OPEN medRxiv : the preprint server for health sciences | 21 Aug 2020
LB Rodda, J Netland, L Shehata, KB Pruner, PM Morawski, C Thouvenel, KK Takehara, J Eggenberger, EA Hemann, HR Waterman, ML Fahning, Y Chen, J Rathe, C Stokes, S Wrenn, B Fiala, LP Carter, JA Hamerman, NP King, M Gale, DJ Campbell, D Rawlings and M Pepper
The recently emerged SARS-CoV-2 virus is currently causing a global pandemic and cases continue to rise. The majority of infected individuals experience mildly symptomatic coronavirus disease 2019 (COVID-19), but it is unknown whether this can induce persistent immune memory that might contribute to herd immunity. Thus, we performed a longitudinal assessment of individuals recovered from mildly symptomatic COVID-19 to determine if they develop and sustain immunological memory against the virus. We found that recovered individuals developed SARS-CoV-2-specific IgG antibody and neutralizing plasma, as well as virus-specific memory B and T cells that not only persisted, but in some cases increased numerically over three months following symptom onset. Furthermore, the SARS-CoV-2-specific memory lymphocytes exhibited characteristics associated with potent antiviral immunity: memory T cells secreted IFN-γ and expanded upon antigen re-encounter, while memory B cells expressed receptors capable of neutralizing virus when expressed as antibodies. These findings demonstrate that mild COVID-19 elicits memory lymphocytes that persist and display functional hallmarks associated with antiviral protective immunity.

[Saved data entries]

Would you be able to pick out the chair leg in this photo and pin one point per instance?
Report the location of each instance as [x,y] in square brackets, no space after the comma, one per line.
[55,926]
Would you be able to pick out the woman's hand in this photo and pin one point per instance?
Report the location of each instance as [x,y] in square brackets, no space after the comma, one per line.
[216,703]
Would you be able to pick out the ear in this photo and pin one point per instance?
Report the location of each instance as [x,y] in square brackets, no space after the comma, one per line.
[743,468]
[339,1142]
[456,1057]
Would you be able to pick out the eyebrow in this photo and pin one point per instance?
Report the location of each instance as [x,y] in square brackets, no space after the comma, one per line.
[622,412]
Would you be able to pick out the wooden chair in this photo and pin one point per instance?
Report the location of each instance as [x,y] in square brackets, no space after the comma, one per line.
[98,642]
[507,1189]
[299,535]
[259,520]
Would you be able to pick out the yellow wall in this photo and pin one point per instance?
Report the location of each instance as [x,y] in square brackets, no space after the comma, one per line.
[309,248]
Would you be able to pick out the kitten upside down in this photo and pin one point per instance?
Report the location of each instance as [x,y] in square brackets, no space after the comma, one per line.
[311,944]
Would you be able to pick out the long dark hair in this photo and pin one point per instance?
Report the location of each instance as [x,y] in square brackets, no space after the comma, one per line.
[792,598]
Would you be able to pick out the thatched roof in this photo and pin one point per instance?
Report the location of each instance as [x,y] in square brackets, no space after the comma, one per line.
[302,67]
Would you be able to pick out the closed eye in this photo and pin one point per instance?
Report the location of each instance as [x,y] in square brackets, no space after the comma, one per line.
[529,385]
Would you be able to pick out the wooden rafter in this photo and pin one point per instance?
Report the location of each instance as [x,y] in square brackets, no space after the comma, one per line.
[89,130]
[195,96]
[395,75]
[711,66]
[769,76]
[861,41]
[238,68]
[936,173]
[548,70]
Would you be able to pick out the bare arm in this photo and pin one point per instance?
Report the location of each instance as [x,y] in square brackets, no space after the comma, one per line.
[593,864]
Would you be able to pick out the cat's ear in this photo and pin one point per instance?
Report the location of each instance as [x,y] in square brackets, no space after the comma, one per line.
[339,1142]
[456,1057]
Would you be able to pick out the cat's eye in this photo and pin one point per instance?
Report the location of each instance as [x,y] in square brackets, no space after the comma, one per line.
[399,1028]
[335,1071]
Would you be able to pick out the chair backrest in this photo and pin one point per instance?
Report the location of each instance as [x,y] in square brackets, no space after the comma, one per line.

## Assigned task
According to the preprint abstract, what did the SARS-CoV-2-specific memory T cells secrete? The saved data entries are separate from the preprint abstract and unrelated to it.

## Exercise answer
IFN-γ